- [WHAT THIS TASK INVOLVES]: Set out all of the material below as a Markdown table with two columns, Row and Line. Give each line its own numbered row and leave out blank lines.

- [TASK DATA]:
────────────────────────────────────────

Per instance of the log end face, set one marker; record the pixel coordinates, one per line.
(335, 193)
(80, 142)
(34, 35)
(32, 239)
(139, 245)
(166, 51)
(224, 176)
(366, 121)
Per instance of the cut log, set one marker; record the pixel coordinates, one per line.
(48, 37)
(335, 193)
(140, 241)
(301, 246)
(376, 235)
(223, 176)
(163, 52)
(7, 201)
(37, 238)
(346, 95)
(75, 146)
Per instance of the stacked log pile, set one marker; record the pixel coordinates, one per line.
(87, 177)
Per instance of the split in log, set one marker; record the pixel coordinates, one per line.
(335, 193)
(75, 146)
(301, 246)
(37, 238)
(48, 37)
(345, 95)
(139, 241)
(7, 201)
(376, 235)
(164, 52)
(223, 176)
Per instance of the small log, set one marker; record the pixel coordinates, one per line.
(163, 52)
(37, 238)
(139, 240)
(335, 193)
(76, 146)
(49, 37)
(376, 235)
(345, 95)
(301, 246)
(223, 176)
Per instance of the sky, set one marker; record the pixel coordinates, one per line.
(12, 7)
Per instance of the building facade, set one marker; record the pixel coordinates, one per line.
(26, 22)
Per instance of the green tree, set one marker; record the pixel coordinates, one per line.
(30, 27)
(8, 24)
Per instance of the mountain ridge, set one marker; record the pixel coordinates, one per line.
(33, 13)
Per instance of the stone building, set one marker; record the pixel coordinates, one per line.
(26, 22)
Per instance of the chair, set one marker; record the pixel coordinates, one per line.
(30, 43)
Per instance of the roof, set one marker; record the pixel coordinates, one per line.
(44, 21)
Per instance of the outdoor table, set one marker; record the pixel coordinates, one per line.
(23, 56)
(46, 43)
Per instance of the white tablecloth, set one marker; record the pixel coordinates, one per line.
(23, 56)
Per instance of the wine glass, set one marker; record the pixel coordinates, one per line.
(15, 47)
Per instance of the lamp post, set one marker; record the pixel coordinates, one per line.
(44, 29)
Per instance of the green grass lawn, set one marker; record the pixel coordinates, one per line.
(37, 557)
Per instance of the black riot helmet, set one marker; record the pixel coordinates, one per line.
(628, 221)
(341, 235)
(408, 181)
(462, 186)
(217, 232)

────────────────────────────────────────

- [OUTPUT BELOW]:
| Row | Line |
|---|---|
| 1 | Per instance of the log end face, set one marker; record the pixel coordinates, one per line. |
| 2 | (335, 193) |
| 3 | (80, 142) |
| 4 | (34, 35) |
| 5 | (32, 239) |
| 6 | (139, 245) |
| 7 | (166, 51) |
| 8 | (224, 176) |
| 9 | (366, 121) |
| 10 | Per instance of the cut log, set one marker; record the pixel coordinates, one per line. |
| 11 | (48, 37) |
| 12 | (335, 193) |
| 13 | (140, 241) |
| 14 | (301, 246) |
| 15 | (376, 235) |
| 16 | (223, 176) |
| 17 | (163, 52) |
| 18 | (7, 201) |
| 19 | (37, 238) |
| 20 | (346, 95) |
| 21 | (75, 146) |
| 22 | Per instance of the stacked log pile, set one marker; record the pixel coordinates, one per line. |
| 23 | (87, 177) |
| 24 | Per instance of the split in log, set one marker; record the pixel coordinates, one per line. |
| 25 | (335, 193) |
| 26 | (75, 146) |
| 27 | (301, 246) |
| 28 | (37, 238) |
| 29 | (48, 37) |
| 30 | (345, 95) |
| 31 | (139, 241) |
| 32 | (7, 201) |
| 33 | (376, 235) |
| 34 | (164, 52) |
| 35 | (223, 176) |
| 36 | Per instance of the small log, set one marker; record the pixel coordinates, one per line. |
| 37 | (163, 52) |
| 38 | (37, 238) |
| 39 | (139, 240) |
| 40 | (335, 193) |
| 41 | (76, 146) |
| 42 | (49, 37) |
| 43 | (376, 235) |
| 44 | (345, 95) |
| 45 | (301, 246) |
| 46 | (223, 176) |
| 47 | Per instance of the sky, set one marker; record the pixel coordinates, one per line. |
| 48 | (12, 7) |
| 49 | Per instance of the building facade, set one marker; record the pixel coordinates, one per line. |
| 50 | (26, 22) |
| 51 | Per instance of the green tree, set one marker; record the pixel coordinates, one per line. |
| 52 | (30, 27) |
| 53 | (8, 24) |
| 54 | Per instance of the mountain ridge, set one marker; record the pixel coordinates, one per line. |
| 55 | (33, 13) |
| 56 | Per instance of the stone building, set one marker; record the pixel coordinates, one per line. |
| 57 | (26, 22) |
| 58 | Per instance of the chair, set one marker; record the pixel coordinates, one per line. |
| 59 | (30, 43) |
| 60 | Per instance of the roof, set one marker; record the pixel coordinates, one per line. |
| 61 | (44, 21) |
| 62 | Per instance of the outdoor table, set one marker; record the pixel coordinates, one per line. |
| 63 | (23, 56) |
| 64 | (46, 43) |
| 65 | Per instance of the white tablecloth, set one marker; record the pixel coordinates, one per line. |
| 66 | (23, 56) |
| 67 | Per instance of the wine glass, set one marker; record the pixel coordinates, one per line. |
| 68 | (15, 47) |
| 69 | Per instance of the lamp post, set one marker; record the pixel coordinates, one per line. |
| 70 | (44, 29) |
| 71 | Per instance of the green grass lawn, set one marker; record the pixel coordinates, one per line. |
| 72 | (37, 557) |
| 73 | Per instance of the black riot helmet, set one marker; record the pixel coordinates, one per line. |
| 74 | (628, 221) |
| 75 | (341, 235) |
| 76 | (408, 181) |
| 77 | (462, 186) |
| 78 | (217, 232) |